- **Data to use**:
** start **

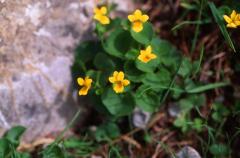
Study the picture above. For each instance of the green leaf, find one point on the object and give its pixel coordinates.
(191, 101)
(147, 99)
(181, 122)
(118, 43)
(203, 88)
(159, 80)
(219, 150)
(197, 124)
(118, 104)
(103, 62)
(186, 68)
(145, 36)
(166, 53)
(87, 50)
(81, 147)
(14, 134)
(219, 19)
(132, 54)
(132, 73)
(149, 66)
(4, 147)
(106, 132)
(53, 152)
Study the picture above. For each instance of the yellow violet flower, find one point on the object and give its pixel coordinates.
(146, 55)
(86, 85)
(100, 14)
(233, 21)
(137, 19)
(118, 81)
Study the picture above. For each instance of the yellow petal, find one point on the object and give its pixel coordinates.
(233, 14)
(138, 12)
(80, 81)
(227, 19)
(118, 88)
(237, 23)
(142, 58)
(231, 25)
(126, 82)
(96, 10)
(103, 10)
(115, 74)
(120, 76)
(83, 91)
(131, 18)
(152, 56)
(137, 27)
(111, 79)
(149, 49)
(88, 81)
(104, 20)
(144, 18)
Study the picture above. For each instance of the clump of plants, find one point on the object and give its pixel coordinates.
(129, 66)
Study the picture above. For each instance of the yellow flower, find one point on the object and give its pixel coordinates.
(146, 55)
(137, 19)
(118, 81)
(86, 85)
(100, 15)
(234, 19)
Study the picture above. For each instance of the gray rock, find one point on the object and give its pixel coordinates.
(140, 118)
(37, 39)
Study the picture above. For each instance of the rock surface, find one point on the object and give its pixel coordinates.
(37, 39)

** end **
** start **

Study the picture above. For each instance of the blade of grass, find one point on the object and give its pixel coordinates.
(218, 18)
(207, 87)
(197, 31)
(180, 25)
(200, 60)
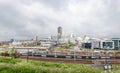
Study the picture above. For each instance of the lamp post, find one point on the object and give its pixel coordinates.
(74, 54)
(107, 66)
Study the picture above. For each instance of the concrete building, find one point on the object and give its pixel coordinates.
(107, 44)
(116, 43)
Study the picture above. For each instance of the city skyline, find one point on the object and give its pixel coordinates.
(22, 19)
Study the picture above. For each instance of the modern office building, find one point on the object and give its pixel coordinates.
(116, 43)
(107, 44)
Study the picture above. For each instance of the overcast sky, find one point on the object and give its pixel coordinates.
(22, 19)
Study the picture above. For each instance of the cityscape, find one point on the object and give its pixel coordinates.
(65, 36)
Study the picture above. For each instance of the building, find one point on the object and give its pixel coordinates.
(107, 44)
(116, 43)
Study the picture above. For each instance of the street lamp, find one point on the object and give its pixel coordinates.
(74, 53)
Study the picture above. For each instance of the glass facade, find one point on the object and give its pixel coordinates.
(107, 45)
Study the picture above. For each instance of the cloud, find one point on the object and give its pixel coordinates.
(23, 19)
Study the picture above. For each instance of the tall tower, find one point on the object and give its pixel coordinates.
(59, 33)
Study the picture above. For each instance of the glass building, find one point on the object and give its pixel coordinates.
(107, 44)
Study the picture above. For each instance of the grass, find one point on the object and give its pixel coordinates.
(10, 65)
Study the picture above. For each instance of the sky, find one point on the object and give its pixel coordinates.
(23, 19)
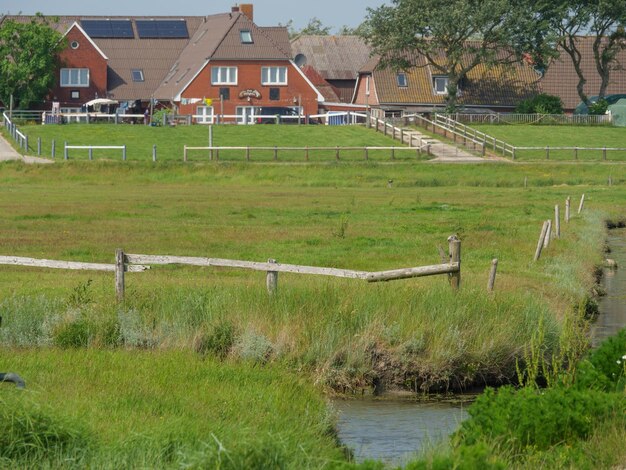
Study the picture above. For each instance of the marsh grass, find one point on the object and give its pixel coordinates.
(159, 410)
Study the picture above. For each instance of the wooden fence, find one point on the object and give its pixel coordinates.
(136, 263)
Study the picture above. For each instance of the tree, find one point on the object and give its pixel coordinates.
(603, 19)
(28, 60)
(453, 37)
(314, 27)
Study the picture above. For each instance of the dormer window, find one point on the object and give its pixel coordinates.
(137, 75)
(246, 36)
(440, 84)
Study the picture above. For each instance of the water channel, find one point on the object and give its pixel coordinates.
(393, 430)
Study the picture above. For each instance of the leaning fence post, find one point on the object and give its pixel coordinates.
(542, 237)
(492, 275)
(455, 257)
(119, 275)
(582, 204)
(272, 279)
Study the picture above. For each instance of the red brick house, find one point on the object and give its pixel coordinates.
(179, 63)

** end **
** start **

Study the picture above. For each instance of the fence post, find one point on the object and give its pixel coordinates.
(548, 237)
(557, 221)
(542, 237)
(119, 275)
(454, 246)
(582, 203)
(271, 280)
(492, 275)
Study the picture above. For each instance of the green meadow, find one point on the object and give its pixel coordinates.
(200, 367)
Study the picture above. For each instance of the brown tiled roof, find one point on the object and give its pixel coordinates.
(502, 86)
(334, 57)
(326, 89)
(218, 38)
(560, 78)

** end **

- **Stated problem**:
Collect every line from the rows above that contains the string "post", and copy each of those lines in full. Case counts, so uppercase and lowercase letters do not match each other.

- **Result for this exercise**:
Study the picture above. For each instance of the lamp post, find one point on the object and give its pixel coordinates.
Study the picture above. For each instance of the leaning fence post, find one point on the object and give its pixel coordinates.
Study the picture above. For each instance of the fence post, find one point on the object and give its pixel coordinates.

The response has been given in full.